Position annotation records
######
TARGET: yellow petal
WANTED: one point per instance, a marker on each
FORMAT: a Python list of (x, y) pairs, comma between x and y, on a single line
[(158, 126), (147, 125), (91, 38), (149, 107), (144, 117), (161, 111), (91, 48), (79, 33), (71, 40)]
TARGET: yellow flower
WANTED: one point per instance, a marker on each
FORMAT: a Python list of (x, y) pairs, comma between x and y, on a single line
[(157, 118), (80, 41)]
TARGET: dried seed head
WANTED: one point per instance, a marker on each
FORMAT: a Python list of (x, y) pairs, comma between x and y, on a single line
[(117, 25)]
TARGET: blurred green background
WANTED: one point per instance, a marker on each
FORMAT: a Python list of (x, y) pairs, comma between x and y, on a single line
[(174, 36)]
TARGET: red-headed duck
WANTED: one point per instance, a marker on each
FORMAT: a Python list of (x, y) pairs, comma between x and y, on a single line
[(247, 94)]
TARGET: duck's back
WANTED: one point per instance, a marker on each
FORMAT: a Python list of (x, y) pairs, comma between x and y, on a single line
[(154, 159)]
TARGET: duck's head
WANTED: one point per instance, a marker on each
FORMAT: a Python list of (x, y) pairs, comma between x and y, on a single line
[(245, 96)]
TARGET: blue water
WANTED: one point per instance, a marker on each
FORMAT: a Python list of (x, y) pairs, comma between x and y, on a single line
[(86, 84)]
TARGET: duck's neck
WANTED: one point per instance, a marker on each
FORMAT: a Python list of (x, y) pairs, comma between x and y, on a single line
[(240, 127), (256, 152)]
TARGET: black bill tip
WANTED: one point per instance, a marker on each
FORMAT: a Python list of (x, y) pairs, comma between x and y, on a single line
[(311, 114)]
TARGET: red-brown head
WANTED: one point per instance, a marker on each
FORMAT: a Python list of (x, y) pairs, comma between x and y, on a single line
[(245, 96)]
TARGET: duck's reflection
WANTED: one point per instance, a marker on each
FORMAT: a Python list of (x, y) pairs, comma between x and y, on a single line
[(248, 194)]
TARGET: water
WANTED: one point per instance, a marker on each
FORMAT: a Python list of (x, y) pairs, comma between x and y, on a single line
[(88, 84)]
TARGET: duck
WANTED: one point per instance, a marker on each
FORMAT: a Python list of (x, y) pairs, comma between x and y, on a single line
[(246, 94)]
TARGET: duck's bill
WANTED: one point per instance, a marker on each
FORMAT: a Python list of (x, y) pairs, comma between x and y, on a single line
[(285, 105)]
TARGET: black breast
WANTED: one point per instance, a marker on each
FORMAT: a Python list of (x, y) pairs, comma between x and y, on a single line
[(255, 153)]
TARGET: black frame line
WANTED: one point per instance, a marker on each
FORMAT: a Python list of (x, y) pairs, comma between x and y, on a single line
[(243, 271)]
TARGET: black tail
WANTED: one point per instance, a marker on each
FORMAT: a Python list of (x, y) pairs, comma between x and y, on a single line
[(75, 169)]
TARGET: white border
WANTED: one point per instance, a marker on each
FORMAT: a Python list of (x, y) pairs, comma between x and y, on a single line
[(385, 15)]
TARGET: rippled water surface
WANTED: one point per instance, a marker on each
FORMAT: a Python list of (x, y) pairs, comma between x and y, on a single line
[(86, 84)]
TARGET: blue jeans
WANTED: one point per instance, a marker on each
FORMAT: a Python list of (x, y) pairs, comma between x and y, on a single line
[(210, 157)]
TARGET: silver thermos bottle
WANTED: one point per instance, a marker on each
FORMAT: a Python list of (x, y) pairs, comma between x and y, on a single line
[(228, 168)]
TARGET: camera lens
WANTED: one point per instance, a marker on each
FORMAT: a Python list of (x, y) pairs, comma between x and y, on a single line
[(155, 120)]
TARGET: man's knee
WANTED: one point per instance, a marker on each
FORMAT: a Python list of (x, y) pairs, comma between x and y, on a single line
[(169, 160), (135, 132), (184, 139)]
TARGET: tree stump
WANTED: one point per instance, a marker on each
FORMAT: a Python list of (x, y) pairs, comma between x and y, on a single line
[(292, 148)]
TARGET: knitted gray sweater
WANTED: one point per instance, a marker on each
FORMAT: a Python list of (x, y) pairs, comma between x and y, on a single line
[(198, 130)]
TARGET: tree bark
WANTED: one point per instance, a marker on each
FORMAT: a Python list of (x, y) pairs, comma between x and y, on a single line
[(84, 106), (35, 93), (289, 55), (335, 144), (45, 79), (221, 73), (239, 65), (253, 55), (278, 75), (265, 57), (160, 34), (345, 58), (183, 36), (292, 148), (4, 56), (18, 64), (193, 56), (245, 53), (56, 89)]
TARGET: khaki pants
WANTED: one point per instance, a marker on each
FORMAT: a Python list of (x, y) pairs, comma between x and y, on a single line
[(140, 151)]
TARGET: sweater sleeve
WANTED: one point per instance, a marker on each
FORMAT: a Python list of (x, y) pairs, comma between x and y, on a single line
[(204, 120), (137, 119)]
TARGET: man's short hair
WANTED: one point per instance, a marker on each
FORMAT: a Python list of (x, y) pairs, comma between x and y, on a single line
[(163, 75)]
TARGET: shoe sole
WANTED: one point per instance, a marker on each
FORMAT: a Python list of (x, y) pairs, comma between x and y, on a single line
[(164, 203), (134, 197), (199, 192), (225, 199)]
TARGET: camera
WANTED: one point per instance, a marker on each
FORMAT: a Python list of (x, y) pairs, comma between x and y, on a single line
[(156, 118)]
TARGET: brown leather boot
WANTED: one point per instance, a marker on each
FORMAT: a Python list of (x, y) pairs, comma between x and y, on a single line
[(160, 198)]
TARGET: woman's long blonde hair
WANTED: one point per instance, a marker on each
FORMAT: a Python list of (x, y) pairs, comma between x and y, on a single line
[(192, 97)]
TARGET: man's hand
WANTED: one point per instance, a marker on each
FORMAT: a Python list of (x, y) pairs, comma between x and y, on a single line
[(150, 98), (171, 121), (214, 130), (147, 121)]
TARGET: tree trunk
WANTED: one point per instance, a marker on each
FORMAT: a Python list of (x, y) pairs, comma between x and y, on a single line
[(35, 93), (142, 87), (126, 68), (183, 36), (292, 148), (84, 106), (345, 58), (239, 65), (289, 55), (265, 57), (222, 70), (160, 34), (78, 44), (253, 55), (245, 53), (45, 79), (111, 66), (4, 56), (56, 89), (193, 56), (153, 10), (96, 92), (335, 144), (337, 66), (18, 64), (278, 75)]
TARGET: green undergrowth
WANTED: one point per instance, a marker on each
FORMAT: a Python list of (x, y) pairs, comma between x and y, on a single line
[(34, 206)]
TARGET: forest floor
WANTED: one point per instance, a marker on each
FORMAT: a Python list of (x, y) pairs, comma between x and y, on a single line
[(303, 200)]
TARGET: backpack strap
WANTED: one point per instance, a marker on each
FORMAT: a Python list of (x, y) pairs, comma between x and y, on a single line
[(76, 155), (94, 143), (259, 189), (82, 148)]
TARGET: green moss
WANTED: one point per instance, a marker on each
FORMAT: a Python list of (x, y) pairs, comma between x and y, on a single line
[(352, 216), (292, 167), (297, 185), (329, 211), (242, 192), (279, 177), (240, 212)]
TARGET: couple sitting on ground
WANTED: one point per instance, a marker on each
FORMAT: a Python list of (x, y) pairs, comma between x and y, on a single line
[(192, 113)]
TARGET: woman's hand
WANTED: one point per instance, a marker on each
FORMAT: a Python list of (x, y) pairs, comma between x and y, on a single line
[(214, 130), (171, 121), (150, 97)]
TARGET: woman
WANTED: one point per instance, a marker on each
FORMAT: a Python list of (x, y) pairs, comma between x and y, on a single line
######
> [TASK] Rewrite the listing from the line with "TARGET: water" to the line with "[(155, 120)]", both included, keeping every request line. Shift each answer point by adding 20 to both its x and y coordinates.

> [PROBLEM SOLUTION]
TARGET: water
WANTED: one point per instance, a marker on each
FORMAT: a Python list of (x, y) pairs, comma between x and y, on a single line
[(108, 104)]
TARGET: duck
WANTED: one point per instance, a marker on each
FORMAT: a Python list of (x, y) pairs, comma between x and y, on a single line
[(266, 114)]
TARGET: duck's bill
WANTED: one point per instance, a marker on each
FORMAT: a Python list of (x, y) pairs, comma between x and y, on a single line
[(305, 125)]
TARGET: black breast
WANTED: one point per instance, a marker on each
FORMAT: a Python list of (x, y) pairs, comma between x and y, on a single line
[(275, 173)]
TARGET: black frame line
WANTED: one point per instance, a marker on each
FORMAT: a Python list of (x, y) pairs, comma between x and y, on a single line
[(263, 291)]
TARGET: black tail
WANTED: one point per instance, a marker on each
FORMAT: a Python list of (x, y) pairs, comma between x and y, on a single line
[(95, 189)]
TARGET: white border
WANTED: one point per instance, a marker on each
FORMAT: a Python list of (x, y) pairs, comma between x and y, on a single line
[(405, 35)]
TARGET: rippled water surface
WANTED: one point per instance, a marker on each
FORMAT: a Python list of (x, y) pairs, comma between x and y, on a single line
[(106, 104)]
TARGET: blue jeans
WANTED: one point per instance, a marker on each
FORMAT: a Python list of (x, y) pairs, comma between x and y, on a single line
[(230, 177)]
TARGET: silver thermos bottle
WANTED: one point per instance, a marker on each
FORMAT: a Python list of (x, y) pairs, comma between x and y, on a single line
[(248, 188)]
TARGET: camera lens
WANTED: one point per instance, a marker on each
FORMAT: a Python list of (x, y) pairs, comma between x and y, on a single line
[(175, 140)]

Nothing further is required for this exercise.